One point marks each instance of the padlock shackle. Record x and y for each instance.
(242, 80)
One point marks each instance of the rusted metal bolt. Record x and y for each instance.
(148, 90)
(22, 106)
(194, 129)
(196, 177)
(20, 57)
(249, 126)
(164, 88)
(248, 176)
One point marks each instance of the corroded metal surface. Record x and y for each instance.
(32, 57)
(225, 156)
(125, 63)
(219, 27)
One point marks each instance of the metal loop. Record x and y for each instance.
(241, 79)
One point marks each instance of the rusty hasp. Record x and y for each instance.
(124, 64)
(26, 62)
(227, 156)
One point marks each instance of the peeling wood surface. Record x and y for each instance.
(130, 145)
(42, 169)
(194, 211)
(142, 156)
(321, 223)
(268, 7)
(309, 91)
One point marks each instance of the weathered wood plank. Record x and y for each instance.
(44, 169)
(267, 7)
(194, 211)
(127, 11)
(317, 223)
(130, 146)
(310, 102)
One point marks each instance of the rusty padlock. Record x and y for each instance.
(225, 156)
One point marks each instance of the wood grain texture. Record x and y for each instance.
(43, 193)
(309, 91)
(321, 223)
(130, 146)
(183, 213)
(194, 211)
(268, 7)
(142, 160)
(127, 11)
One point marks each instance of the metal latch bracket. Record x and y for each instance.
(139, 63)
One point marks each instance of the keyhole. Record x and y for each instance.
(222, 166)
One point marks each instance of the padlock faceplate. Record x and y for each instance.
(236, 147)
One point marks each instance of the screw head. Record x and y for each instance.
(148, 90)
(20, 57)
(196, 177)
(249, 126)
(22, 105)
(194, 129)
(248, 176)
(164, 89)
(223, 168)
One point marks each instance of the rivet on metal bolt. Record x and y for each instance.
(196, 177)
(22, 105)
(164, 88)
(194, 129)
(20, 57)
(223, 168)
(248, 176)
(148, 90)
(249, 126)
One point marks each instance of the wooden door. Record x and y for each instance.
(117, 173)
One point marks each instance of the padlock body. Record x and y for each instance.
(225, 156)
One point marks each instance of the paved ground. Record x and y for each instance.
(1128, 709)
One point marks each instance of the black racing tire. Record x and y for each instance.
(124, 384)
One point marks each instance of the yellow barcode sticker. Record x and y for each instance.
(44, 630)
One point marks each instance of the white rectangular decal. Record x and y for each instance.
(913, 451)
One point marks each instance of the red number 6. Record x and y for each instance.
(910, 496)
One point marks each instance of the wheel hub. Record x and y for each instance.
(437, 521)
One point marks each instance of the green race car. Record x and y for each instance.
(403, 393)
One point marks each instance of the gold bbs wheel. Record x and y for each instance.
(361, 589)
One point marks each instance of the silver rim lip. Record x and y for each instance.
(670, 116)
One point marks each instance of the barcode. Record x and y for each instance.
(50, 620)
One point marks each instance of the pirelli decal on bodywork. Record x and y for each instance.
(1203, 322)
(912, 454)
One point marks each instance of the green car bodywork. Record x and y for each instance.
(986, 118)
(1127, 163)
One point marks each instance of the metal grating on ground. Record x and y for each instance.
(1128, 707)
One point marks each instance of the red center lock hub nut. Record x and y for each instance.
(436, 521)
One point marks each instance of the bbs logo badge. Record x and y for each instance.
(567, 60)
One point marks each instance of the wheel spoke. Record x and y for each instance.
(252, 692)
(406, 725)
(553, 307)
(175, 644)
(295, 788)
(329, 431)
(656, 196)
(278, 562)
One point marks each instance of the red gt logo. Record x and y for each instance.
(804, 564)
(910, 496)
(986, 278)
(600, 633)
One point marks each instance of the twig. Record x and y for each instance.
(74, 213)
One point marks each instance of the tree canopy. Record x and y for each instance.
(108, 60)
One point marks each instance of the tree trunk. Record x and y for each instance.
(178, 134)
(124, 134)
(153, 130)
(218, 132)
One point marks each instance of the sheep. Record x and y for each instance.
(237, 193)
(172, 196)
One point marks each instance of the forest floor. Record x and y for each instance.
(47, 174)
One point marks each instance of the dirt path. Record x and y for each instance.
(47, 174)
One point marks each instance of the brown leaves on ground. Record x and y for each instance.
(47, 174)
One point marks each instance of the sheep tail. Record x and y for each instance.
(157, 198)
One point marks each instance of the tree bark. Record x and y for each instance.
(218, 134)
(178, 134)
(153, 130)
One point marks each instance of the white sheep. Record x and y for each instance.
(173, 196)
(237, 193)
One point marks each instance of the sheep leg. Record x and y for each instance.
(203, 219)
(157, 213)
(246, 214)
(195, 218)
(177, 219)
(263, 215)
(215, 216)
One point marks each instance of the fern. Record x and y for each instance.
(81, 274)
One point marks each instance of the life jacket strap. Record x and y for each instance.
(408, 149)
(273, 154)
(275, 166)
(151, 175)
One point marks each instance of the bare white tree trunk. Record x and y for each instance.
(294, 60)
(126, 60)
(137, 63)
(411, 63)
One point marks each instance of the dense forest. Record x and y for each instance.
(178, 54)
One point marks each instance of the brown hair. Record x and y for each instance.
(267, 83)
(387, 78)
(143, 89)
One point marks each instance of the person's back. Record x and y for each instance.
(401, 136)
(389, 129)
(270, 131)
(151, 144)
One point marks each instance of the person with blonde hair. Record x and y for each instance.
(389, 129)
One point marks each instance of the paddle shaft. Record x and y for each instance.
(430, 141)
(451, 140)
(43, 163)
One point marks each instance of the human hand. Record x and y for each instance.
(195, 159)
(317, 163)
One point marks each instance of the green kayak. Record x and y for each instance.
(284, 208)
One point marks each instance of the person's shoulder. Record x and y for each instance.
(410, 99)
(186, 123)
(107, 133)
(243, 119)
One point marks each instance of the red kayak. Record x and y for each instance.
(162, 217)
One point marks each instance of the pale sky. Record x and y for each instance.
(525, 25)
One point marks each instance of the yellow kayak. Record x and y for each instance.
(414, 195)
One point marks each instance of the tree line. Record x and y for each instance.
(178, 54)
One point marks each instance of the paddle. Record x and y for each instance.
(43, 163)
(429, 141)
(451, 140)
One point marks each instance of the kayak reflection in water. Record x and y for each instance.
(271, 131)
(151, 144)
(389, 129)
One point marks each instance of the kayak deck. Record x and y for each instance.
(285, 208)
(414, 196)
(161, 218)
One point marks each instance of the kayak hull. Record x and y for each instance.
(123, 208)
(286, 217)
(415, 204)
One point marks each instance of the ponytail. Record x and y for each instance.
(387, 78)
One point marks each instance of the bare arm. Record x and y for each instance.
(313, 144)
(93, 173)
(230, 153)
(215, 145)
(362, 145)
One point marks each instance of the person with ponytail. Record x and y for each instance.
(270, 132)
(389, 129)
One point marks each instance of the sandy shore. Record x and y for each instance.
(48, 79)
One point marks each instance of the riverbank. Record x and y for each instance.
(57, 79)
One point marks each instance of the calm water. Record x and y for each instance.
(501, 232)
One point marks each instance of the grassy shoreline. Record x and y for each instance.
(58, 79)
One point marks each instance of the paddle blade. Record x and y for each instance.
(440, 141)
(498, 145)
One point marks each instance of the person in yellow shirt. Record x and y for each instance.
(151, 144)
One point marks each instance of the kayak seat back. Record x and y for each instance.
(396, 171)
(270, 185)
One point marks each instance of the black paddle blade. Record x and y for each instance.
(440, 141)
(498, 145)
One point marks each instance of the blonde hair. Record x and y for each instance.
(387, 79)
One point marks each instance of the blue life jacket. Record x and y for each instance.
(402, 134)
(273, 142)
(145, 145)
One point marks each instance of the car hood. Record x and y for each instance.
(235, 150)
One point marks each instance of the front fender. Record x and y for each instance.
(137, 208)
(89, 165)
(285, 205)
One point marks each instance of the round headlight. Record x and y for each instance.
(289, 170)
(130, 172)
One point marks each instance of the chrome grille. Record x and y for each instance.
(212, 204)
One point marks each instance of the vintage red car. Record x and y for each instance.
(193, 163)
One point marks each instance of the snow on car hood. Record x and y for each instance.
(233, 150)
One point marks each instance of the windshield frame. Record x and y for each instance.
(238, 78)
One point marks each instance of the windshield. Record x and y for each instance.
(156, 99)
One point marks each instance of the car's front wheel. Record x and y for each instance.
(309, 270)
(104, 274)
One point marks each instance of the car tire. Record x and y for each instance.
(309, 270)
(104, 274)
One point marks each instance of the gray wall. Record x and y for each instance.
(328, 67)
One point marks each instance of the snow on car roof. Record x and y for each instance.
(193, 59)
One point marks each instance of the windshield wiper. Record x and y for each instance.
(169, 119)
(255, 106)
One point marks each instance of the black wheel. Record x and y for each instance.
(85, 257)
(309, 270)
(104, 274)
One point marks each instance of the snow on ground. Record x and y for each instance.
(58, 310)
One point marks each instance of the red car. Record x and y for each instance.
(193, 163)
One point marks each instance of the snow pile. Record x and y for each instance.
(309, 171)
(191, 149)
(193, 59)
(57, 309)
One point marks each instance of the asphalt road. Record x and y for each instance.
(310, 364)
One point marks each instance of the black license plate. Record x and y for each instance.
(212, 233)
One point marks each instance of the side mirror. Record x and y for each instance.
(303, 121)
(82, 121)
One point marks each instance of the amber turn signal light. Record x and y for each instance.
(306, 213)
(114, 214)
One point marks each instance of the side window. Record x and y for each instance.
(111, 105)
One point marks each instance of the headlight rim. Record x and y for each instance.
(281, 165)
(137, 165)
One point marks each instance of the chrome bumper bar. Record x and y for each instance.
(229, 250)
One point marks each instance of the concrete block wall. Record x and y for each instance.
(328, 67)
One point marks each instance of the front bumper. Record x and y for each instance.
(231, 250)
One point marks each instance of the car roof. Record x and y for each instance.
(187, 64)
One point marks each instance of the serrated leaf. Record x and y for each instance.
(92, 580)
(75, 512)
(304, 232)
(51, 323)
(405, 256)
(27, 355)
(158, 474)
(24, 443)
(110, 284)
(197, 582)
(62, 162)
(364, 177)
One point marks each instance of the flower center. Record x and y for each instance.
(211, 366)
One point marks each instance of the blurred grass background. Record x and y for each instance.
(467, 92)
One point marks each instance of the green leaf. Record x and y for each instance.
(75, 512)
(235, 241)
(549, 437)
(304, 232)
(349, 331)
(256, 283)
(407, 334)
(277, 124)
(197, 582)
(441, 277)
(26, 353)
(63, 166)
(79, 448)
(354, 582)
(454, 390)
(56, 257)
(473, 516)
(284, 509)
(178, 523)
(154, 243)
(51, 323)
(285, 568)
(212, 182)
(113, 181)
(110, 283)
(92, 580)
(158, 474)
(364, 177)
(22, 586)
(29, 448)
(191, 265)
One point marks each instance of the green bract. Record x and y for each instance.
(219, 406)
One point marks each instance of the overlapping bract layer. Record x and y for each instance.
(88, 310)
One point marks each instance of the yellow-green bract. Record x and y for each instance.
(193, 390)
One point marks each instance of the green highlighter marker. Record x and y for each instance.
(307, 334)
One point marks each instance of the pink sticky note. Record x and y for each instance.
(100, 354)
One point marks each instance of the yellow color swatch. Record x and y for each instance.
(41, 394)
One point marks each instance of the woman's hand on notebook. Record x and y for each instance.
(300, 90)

******

# Problem
Beginning with the line that contains "One point marks each instance of the green bract.", quote each line exactly through the last line of the entries above, and nothing beyond them.

# Full solution
One point marks each instance of the green bract. Record x and y for each instance.
(219, 406)
One point marks each instance of the overlapping bract layer. Record x and y for each instance.
(88, 310)
One point marks each instance of the yellow-green bract. Record x and y for each instance.
(193, 390)
One point marks each instance of the green highlighter marker. Record x and y for each instance.
(307, 334)
One point marks each instance of the pink sticky note. Record x and y for each instance.
(100, 354)
One point marks each instance of the yellow color swatch. Record x and y for each instance.
(41, 394)
One point marks each instance of the woman's hand on notebook. Record x and y for each instance.
(300, 90)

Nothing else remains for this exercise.